Given entries:
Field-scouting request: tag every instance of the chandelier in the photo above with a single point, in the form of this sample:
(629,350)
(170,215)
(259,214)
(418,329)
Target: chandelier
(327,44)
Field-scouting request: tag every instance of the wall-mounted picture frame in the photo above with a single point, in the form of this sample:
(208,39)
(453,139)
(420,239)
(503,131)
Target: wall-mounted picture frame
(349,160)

==

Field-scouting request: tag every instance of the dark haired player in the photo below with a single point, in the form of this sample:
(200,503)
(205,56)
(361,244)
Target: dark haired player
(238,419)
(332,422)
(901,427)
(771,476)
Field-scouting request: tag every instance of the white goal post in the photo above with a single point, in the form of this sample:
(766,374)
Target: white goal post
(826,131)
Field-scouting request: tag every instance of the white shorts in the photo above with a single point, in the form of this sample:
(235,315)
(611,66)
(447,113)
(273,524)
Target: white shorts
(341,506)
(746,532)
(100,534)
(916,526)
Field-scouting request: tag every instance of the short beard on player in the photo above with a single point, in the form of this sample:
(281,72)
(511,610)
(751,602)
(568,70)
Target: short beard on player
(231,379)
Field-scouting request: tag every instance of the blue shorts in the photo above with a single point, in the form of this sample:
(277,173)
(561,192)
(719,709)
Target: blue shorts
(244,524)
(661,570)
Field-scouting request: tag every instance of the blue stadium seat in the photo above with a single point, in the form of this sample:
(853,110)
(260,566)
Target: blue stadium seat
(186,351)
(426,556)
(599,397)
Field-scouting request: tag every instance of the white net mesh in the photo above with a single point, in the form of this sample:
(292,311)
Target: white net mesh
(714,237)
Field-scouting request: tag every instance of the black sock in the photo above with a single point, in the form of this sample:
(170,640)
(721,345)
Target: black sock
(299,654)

Problem to solve: Return only the lines of the records in which the string "above" appears.

Problem solution:
Field-scouting request: tag every instance of the chandelier in the photo above with a single point, in the form of this sample:
Field-scouting request: tag every instance of the wall-mounted picture frame in the photo above with a single point, in the form of this sample:
Field-scouting request: tag every instance of the white goal post in the photo above with a single point, in the form of this sample:
Field-scouting request: tag every instance of the white shorts in the photo above with a single point, in the form of this sample:
Field-scouting request: tag every instance of the short beard on player in the photo above with a single point, in the form of this sample:
Field-scouting request: tag every instance of the blue shorts in the photo above with a single point, in the form of this sample:
Field-scouting request: tag every instance of the blue stadium seat in the photo above with a single point, in the form of this sample:
Field-scouting request: tag every instance of the white net mesh in the photo above with a single point, in the form of this sample:
Field-scouting request: tag every instance of the black sock in the photo above with a single point, in the form of this sample:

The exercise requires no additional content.